What the task asks –
In the entries below, take the part that opens with the line containing "Rules: pick out every instance of the green" and closes with the line containing "point(226, 128)", and replace every "lizard" in it with "gecko". Return only those lines, with nothing else changed.

━━ Dataset excerpts

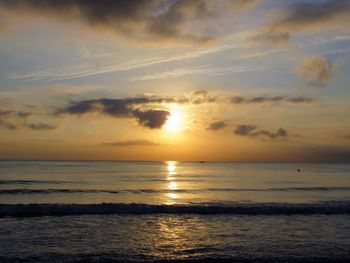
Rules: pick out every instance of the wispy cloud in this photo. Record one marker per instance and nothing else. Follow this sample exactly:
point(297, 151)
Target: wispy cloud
point(130, 143)
point(208, 70)
point(115, 63)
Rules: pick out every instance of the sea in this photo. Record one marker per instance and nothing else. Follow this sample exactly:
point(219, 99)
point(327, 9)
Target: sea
point(127, 211)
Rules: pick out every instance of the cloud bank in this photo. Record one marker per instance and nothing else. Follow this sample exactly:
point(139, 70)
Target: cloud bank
point(120, 108)
point(218, 125)
point(252, 131)
point(156, 20)
point(305, 17)
point(131, 143)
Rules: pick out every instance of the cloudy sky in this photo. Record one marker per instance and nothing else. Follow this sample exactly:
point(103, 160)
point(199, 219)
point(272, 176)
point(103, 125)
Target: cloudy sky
point(221, 80)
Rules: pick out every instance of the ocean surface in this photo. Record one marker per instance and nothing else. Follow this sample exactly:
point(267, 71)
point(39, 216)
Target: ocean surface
point(87, 211)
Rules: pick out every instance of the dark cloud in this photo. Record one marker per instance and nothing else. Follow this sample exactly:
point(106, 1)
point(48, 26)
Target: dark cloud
point(244, 129)
point(306, 16)
point(256, 100)
point(151, 118)
point(41, 126)
point(131, 143)
point(218, 125)
point(139, 19)
point(121, 108)
point(133, 107)
point(6, 119)
point(252, 131)
point(317, 70)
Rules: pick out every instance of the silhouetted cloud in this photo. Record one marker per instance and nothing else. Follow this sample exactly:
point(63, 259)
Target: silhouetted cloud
point(131, 143)
point(121, 108)
point(252, 131)
point(218, 125)
point(256, 100)
point(317, 70)
point(132, 107)
point(6, 119)
point(41, 126)
point(306, 16)
point(139, 19)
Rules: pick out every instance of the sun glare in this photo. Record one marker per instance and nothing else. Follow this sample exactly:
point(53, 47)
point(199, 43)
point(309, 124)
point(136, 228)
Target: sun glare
point(174, 122)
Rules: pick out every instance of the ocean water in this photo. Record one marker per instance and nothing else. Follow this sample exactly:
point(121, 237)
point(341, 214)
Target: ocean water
point(53, 211)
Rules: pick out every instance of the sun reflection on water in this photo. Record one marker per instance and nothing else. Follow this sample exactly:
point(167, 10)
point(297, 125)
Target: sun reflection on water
point(171, 186)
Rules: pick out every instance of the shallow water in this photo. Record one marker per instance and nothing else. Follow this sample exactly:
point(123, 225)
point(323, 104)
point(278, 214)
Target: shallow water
point(171, 182)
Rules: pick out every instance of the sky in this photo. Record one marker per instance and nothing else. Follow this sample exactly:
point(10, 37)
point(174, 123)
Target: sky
point(212, 80)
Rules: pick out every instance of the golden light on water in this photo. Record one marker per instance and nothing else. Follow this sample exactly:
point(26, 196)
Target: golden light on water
point(171, 168)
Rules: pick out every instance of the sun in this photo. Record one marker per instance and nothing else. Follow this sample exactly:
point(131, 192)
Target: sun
point(174, 122)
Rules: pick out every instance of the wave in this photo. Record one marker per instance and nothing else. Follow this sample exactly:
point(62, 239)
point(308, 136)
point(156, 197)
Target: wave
point(32, 182)
point(154, 191)
point(329, 208)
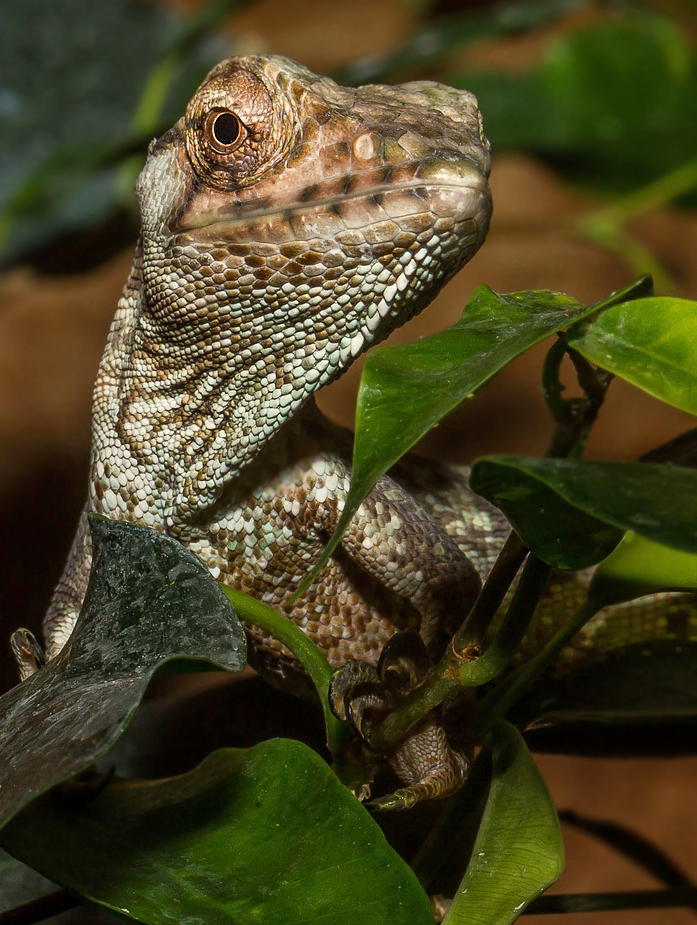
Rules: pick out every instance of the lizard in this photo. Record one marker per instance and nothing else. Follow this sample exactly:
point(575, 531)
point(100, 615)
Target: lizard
point(287, 224)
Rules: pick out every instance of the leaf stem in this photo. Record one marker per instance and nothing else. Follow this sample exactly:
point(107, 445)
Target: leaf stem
point(599, 902)
point(315, 664)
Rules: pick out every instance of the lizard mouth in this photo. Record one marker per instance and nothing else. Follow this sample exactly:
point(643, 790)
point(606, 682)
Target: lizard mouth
point(459, 199)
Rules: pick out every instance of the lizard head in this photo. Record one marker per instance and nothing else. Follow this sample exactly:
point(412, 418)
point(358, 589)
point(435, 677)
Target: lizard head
point(288, 222)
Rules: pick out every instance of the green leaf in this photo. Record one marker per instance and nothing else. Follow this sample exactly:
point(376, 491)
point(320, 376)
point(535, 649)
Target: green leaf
point(651, 343)
point(597, 100)
point(406, 390)
point(519, 850)
point(265, 835)
point(638, 567)
point(303, 648)
point(654, 680)
point(149, 600)
point(550, 521)
point(538, 495)
point(19, 884)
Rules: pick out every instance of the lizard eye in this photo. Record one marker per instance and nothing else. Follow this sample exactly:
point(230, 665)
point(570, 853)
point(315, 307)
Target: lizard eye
point(225, 131)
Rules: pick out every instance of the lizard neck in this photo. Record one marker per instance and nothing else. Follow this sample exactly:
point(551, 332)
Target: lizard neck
point(190, 427)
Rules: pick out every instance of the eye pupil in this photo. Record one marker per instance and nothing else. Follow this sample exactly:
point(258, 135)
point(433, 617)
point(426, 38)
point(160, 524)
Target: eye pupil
point(226, 128)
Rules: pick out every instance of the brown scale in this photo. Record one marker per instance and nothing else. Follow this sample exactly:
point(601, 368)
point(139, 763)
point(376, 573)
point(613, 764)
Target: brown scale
point(288, 224)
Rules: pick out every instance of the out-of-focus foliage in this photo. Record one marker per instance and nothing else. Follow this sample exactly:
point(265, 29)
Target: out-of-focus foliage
point(613, 105)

━━━━

Final answer –
Rules: pick out every instance of the green leaf in this photo. Record one marker per instance and nothing else. Follow this sample exactly:
point(376, 491)
point(320, 376)
point(535, 649)
Target: green leaf
point(651, 343)
point(597, 100)
point(406, 390)
point(519, 850)
point(265, 835)
point(638, 567)
point(303, 648)
point(654, 680)
point(149, 600)
point(550, 521)
point(538, 495)
point(19, 884)
Rules: pick out every instance of the gecko eye in this photo. Record one marker per instance and nothing else. Follow this sample exactly:
point(230, 665)
point(570, 853)
point(315, 307)
Target: gecko eye
point(225, 131)
Rules: pick out every instance of the gecko neck in this photo. Record one marker per instance and nothing else. Follow this sample exactly:
point(551, 332)
Target: gecko neck
point(190, 427)
Rules: pick out every instance of the eye pupil in this photo. Record one marker per instance and nothing else. Follow this sample exactly:
point(258, 135)
point(433, 617)
point(426, 38)
point(160, 524)
Target: eye pupil
point(226, 128)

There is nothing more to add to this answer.